**Required action**
Write the records out again, keeping each line exactly as it is.

Natural language region descriptions:
○ ○ ○
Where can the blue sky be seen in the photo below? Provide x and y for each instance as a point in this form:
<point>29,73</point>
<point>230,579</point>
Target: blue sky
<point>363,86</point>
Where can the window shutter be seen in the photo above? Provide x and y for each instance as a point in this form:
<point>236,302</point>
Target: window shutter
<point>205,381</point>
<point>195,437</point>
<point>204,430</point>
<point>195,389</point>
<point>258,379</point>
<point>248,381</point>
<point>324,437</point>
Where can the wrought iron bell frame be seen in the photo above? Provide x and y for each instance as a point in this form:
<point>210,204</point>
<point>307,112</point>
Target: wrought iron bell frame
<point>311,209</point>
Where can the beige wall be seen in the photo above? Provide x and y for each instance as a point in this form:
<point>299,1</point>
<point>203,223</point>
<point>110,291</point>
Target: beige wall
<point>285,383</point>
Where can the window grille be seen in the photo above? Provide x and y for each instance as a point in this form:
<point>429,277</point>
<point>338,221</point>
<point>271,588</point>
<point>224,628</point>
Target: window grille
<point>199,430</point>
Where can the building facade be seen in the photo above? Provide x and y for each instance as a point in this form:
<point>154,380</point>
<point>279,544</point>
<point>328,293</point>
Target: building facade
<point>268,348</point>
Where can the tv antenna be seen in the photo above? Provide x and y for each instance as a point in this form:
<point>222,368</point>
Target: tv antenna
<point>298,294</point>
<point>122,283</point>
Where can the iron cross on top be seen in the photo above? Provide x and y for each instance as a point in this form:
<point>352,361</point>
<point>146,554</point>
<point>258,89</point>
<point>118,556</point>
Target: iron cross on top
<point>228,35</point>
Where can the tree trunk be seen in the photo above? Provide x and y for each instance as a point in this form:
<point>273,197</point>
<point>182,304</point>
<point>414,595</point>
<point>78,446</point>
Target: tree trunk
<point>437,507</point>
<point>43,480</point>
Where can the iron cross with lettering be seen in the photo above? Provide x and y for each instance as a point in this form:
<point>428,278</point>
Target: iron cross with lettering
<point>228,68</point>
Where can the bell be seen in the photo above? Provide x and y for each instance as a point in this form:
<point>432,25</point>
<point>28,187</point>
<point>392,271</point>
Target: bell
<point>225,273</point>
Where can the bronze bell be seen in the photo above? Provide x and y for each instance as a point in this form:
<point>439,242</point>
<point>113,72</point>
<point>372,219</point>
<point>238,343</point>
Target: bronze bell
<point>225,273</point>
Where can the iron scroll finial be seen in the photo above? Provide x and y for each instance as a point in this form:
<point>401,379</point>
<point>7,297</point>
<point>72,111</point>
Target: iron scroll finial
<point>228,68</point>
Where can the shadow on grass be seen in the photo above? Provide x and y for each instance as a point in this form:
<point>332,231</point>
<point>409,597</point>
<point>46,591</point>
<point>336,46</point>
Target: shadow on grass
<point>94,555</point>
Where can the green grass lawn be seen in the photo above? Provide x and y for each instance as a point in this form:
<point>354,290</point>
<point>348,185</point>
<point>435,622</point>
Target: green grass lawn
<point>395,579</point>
○ ○ ○
**Solution for this exercise**
Where can the blue sky be seen in the photo below? Provide x and y for each instance as a point in this form:
<point>29,73</point>
<point>230,579</point>
Target: blue sky
<point>363,86</point>
Where can the window shutter be seen in the photo above? Provide x and y for each instance as a point in this form:
<point>236,302</point>
Target: window shutter
<point>205,381</point>
<point>195,437</point>
<point>204,430</point>
<point>195,389</point>
<point>258,379</point>
<point>248,381</point>
<point>324,437</point>
Where can the wrought iron bell frame be seen in the photo above? Provide x and y for each instance as a point in this form:
<point>210,204</point>
<point>307,112</point>
Target: wrought iron bell frame
<point>311,209</point>
Where can the beige wall be seen in the photo above? Provide x and y for each instance as a point in this form:
<point>299,1</point>
<point>203,223</point>
<point>110,291</point>
Target: beige wall
<point>285,383</point>
Where can the window grille be seen in the photo above? Provide x and y for each instance as a point in this form:
<point>429,277</point>
<point>338,221</point>
<point>271,588</point>
<point>224,628</point>
Target: window grille
<point>199,430</point>
Where can the building facade be seen in the photo above? Provide x and y for each instance as a point in this form:
<point>154,380</point>
<point>279,544</point>
<point>328,293</point>
Target: building facade
<point>268,348</point>
Where can the tv antenna be seen in the photo above? Provide x and y for each instance as a point in this form:
<point>222,368</point>
Target: tv antenna
<point>298,294</point>
<point>122,283</point>
Where can the iron cross on top be seen in the photo above? Provide x and y for each instance as a point in this form:
<point>352,361</point>
<point>146,554</point>
<point>258,89</point>
<point>118,556</point>
Target: iron cross on top
<point>228,35</point>
Where can the tree trunk be seen in the photo above? Provide x and y for each instance as a point in this form:
<point>273,197</point>
<point>182,304</point>
<point>414,595</point>
<point>78,446</point>
Target: tree trunk
<point>437,507</point>
<point>43,480</point>
Where can the iron cross with lettering be seen in the photo above? Provide x and y for each instance as a point in this form:
<point>428,278</point>
Target: iron cross with lettering
<point>228,68</point>
Where can the bell be seen in the photo above? Provide x and y for each instance as a point in this form:
<point>432,25</point>
<point>28,187</point>
<point>392,271</point>
Target: bell
<point>225,273</point>
Where can the bronze bell be seen in the photo above? Provide x and y for each instance as a point in this form:
<point>439,242</point>
<point>113,72</point>
<point>372,219</point>
<point>238,343</point>
Target: bronze bell
<point>225,273</point>
Where can the iron scroll finial be seen in the photo above? Provide x and y for each instance as a point in this form:
<point>401,379</point>
<point>7,297</point>
<point>72,111</point>
Target: iron scroll finial
<point>228,68</point>
Where can the shadow on grass be seen in the photo above? Provide x and y for each instance as a point in this form:
<point>332,231</point>
<point>409,597</point>
<point>46,591</point>
<point>336,46</point>
Target: shadow on grass
<point>94,555</point>
Where can the green grass lawn be seen in the photo above? Provide x and y for each instance as a point in this form:
<point>354,290</point>
<point>348,185</point>
<point>435,622</point>
Target: green grass lawn
<point>395,579</point>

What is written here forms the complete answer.